Every record must appear in your copy exactly as written, with no pictures.

# # #

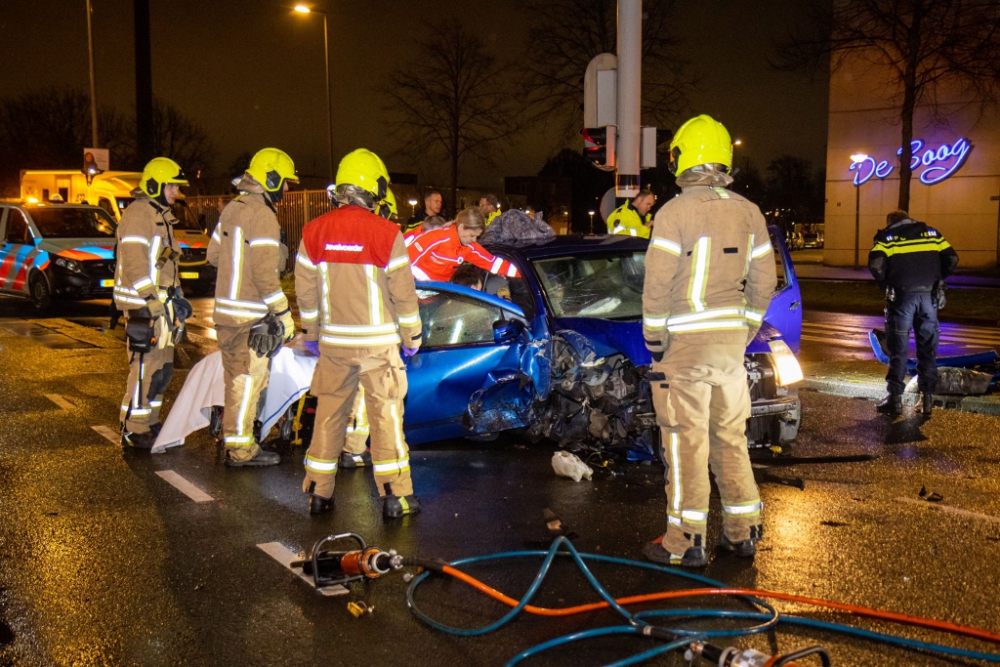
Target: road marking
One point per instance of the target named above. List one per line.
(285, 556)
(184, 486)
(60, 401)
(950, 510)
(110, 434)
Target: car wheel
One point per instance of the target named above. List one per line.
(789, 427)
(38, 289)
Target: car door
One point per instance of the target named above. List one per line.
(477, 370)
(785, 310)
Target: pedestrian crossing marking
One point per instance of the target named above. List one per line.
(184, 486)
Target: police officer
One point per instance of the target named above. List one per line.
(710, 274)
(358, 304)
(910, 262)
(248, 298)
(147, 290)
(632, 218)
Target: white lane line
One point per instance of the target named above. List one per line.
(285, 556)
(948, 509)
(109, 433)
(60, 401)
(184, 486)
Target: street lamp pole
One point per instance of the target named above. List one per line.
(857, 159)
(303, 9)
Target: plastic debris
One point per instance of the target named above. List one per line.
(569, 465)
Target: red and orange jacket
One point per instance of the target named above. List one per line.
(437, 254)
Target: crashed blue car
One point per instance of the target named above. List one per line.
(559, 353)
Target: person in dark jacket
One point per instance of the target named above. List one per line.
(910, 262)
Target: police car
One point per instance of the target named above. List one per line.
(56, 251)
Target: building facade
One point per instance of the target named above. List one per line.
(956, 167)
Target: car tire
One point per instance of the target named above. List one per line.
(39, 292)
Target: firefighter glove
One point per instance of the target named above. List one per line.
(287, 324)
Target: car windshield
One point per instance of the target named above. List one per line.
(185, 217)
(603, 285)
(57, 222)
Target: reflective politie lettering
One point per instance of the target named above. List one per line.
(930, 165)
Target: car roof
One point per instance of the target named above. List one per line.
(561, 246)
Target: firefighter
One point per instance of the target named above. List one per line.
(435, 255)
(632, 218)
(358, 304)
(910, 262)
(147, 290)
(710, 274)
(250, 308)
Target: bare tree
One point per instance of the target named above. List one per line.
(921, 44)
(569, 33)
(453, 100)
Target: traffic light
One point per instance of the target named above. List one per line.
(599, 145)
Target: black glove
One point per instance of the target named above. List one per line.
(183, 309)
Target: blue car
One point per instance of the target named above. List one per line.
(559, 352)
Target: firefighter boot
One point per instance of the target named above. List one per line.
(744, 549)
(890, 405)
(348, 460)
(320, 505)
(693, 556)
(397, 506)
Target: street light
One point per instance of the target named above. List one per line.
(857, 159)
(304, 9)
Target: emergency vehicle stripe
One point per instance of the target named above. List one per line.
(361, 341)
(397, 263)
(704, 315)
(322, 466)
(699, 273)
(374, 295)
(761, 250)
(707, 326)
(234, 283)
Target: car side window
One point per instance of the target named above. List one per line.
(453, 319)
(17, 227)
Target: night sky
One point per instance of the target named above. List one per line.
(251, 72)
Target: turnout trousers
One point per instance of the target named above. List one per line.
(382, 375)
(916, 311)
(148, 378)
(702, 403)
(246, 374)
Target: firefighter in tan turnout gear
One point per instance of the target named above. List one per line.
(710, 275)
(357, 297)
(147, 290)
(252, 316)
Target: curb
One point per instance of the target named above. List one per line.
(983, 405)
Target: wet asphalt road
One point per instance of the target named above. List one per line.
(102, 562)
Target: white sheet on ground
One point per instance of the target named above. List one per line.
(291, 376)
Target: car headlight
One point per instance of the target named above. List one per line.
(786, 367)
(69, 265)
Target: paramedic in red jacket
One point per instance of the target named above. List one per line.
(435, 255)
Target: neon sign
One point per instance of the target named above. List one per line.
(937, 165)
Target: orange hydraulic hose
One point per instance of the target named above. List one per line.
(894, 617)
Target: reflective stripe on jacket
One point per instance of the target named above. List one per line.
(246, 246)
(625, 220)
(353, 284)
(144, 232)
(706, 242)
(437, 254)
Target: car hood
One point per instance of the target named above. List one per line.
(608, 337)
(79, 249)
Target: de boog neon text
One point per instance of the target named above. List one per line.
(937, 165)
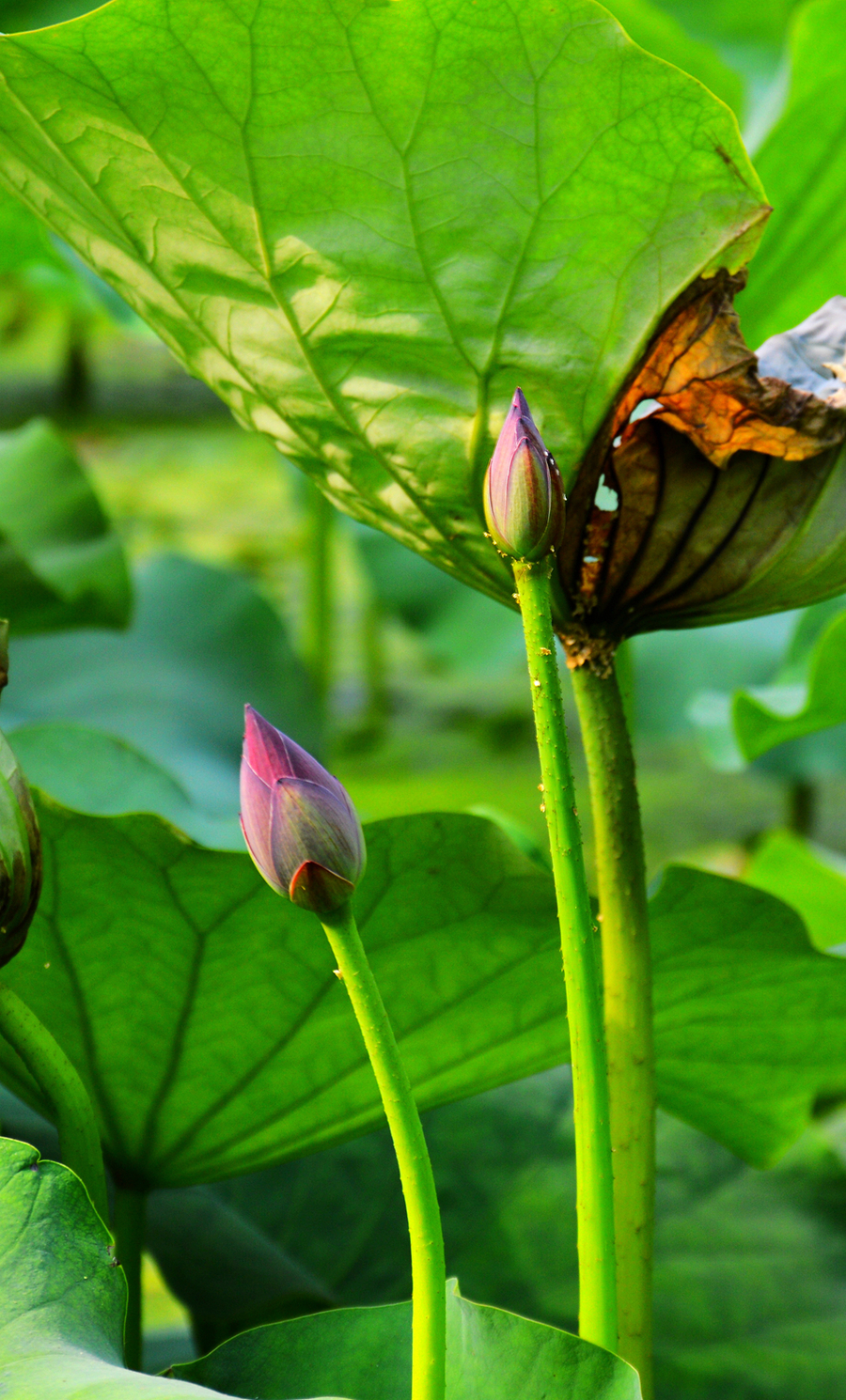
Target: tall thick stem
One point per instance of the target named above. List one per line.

# # #

**TASK ANSWER**:
Target: road marking
One point per instance of the target named above. List one per line.
(285, 556)
(184, 486)
(60, 401)
(950, 510)
(110, 434)
Target: car wheel
One point per instance of the target named above. List one per line.
(789, 427)
(38, 289)
Target: car door
One point per instance of the target named above. List one per line.
(477, 370)
(785, 310)
Target: pedestrian crossing marking
One point per instance of the target named above. List one per line.
(184, 486)
Target: police officer
One point per instance of the target named above. List one per line.
(710, 274)
(358, 304)
(910, 262)
(248, 298)
(147, 290)
(632, 218)
Target: white lane line
One point per instance of the target named above. List one per line.
(285, 556)
(948, 509)
(109, 433)
(60, 401)
(184, 486)
Target: street lamp pole
One point per instance of the target named above. List one per line.
(857, 159)
(303, 9)
Target: plastic debris
One point per instance of the target named above. List one per line.
(569, 465)
Target: red and orange jacket
One point per instance of the target named above. List one per line.
(437, 254)
Target: crashed blue car
One point per instance of the target named above. List one per line.
(559, 353)
Target: person in dark jacket
One point per instance of the target named above. List one per line.
(910, 262)
Target: police car
One point per instance of the target named above. List one per line.
(56, 251)
Target: building facade
One point per instance of the target named above. List one per line.
(956, 167)
Target: car tire
One point per instance of the target named above. List one per line.
(39, 292)
Target: firefighter glove
One point per instance of the target named above. List one per line.
(287, 324)
Target: car windshield
One point per instance of the target named above. List one per line.
(185, 217)
(603, 285)
(57, 222)
Target: reflective politie lettering
One point per instance of the target named above. List one per line.
(930, 165)
Target: car roof
One point per instance of the target named above. List one per line.
(561, 246)
Target: firefighter
One point per instance of the target named above. List one per line.
(435, 255)
(632, 218)
(358, 304)
(910, 262)
(147, 290)
(710, 274)
(250, 308)
Target: bare tree
One point per instance of the target named above. List one per line.
(921, 44)
(569, 33)
(453, 100)
Target: traffic light
One point per instance of the target named above. List one per line.
(599, 145)
Target: black glove
One point per instance of the target named above. List one per line.
(183, 309)
Target: blue car
One point per instance of the target named above. List one per line.
(559, 352)
Target: firefighter boot
One point per instance of the target named above. List one per line.
(744, 549)
(890, 405)
(348, 460)
(320, 505)
(693, 556)
(397, 506)
Target: street light
One point per instance of the target named above. List one per line.
(857, 159)
(304, 9)
Target: emergency vehicle stripe
One point per instance of the target named above. List one per line.
(361, 341)
(397, 263)
(704, 315)
(322, 466)
(699, 273)
(374, 295)
(761, 250)
(707, 326)
(234, 283)
Target: car side window
One point per instance of the target named above. List one per line.
(453, 319)
(17, 227)
Target: night sky
One point per instance of the target named above. List one per line.
(251, 72)
Target: turnout trousers
One point per instance of the target named above. List one per line.
(382, 375)
(916, 311)
(148, 378)
(702, 403)
(246, 374)
Target: firefighter in tan turnout gear
One point per instance of the target named above. List one per line.
(710, 275)
(357, 297)
(147, 290)
(252, 316)
Target: curb
One point per instance of the target named above. List one per line.
(983, 405)
Target: wet asphalt road
One point per instance of the target named above. List one per line.
(102, 562)
Target: white sheet on ground
One point per instance of the target named above. List one per line.
(291, 376)
Target: car headlight
One point per instance of the target named above. List one per line.
(786, 367)
(69, 265)
Target: paramedic in red jacket
One point per instance of the target named above. List one per line.
(435, 255)
Target: neon sign
One point per instance of the target named above. List one per line.
(937, 165)
Target: orange hydraulic hose
One point per instance of the target named above. List one per line.
(894, 617)
Target: reflective stripe on jacket
One point per instance of the target named above. List one per line.
(246, 246)
(625, 220)
(353, 284)
(144, 232)
(706, 242)
(437, 254)
Target: car hood
One point per instance of the target named above. List one per line.
(608, 337)
(79, 249)
Target: de boog neon text
One point per instance of the target named above. List one per line.
(937, 165)
Target: tall thick stem
One point per instance of the target named above. List one per line.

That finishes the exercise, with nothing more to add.